→ Excerpted data:

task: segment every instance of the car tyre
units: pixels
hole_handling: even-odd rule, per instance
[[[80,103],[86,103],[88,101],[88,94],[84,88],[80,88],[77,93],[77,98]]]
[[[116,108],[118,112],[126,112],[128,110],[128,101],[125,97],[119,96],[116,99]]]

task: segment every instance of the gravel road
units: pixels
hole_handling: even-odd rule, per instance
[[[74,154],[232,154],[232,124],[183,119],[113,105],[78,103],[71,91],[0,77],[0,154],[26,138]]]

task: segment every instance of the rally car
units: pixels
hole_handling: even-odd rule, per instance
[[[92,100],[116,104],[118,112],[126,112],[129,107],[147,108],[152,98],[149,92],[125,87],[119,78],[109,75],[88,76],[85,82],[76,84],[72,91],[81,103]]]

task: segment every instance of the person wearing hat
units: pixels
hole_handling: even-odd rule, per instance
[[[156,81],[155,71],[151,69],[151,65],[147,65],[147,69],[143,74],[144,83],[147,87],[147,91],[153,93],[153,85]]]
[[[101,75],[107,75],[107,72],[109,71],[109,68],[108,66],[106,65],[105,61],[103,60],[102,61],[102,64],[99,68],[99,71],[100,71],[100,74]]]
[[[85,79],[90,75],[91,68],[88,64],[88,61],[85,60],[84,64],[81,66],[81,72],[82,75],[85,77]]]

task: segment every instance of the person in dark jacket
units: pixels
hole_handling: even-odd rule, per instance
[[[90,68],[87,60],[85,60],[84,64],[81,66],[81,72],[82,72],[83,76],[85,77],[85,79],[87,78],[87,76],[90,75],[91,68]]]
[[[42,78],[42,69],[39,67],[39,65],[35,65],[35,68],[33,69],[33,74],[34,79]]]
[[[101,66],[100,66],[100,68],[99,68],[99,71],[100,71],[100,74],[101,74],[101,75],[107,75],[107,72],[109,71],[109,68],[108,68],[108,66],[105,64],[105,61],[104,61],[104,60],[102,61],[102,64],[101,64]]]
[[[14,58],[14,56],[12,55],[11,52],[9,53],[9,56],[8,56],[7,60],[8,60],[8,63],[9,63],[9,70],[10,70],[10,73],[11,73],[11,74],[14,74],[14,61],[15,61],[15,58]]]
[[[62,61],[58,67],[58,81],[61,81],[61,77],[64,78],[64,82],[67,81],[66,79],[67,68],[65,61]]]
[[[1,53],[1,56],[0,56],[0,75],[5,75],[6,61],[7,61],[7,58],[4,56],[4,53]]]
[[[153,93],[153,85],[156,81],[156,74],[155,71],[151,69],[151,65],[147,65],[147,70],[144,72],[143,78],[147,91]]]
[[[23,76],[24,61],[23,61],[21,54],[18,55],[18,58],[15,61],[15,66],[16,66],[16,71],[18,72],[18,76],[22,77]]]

→ Prompt:
Write out every line of the material above without changing a single character.

→ Answer to this task:
task: segment every instance of the car tyre
units: pixels
hole_handling: even-odd rule, per instance
[[[80,103],[86,103],[88,101],[88,94],[84,88],[80,88],[77,93],[77,98]]]
[[[116,108],[118,112],[126,112],[128,110],[128,101],[125,97],[119,96],[116,99]]]

task: segment every instance of the gravel road
units: pixels
hole_handling: even-odd rule, per instance
[[[74,154],[232,154],[232,124],[183,119],[113,105],[78,103],[71,91],[0,77],[0,154],[26,138]]]

task: segment every instance of the rally car
units: pixels
hole_handling: even-odd rule, per instance
[[[92,100],[116,104],[118,112],[126,112],[129,107],[147,108],[152,98],[149,92],[125,87],[119,78],[109,75],[88,76],[85,82],[76,84],[72,91],[81,103]]]

task: segment every instance of the person wearing hat
units: pixels
hole_handling: even-odd rule, per instance
[[[156,81],[155,71],[151,69],[151,65],[147,65],[147,69],[143,74],[144,83],[147,87],[147,91],[153,93],[153,85]]]
[[[101,75],[107,75],[107,72],[109,71],[109,68],[108,66],[106,65],[105,61],[103,60],[102,61],[102,64],[99,68],[99,71],[100,71],[100,74]]]
[[[85,79],[90,75],[91,68],[88,64],[88,61],[85,60],[84,64],[81,66],[81,72],[82,75],[85,77]]]

task: segment every instance of the person in dark jacket
units: pixels
hole_handling: even-odd rule, per instance
[[[90,68],[87,60],[85,60],[84,64],[81,66],[81,72],[82,72],[83,76],[85,77],[85,79],[87,78],[87,76],[90,75],[91,68]]]
[[[42,78],[42,69],[39,67],[39,65],[35,65],[35,68],[33,69],[33,74],[34,79]]]
[[[101,66],[100,66],[100,68],[99,68],[99,71],[100,71],[100,74],[101,74],[101,75],[107,75],[107,72],[109,71],[109,68],[108,68],[108,66],[105,64],[105,61],[104,61],[104,60],[102,61],[102,64],[101,64]]]
[[[14,58],[14,56],[12,55],[11,52],[9,53],[9,56],[8,56],[7,60],[8,60],[8,63],[9,63],[9,70],[10,70],[10,73],[11,73],[11,74],[14,74],[14,61],[15,61],[15,58]]]
[[[62,61],[58,67],[58,81],[61,81],[61,77],[64,78],[64,82],[67,81],[66,79],[67,68],[65,61]]]
[[[1,53],[1,56],[0,56],[0,75],[5,75],[6,61],[7,61],[7,58],[4,56],[4,53]]]
[[[153,93],[153,85],[156,81],[156,74],[155,71],[151,69],[151,65],[147,65],[147,70],[144,72],[143,78],[147,91]]]
[[[23,76],[24,61],[23,61],[21,54],[18,55],[18,58],[15,61],[15,66],[16,66],[16,71],[18,72],[18,76],[22,77]]]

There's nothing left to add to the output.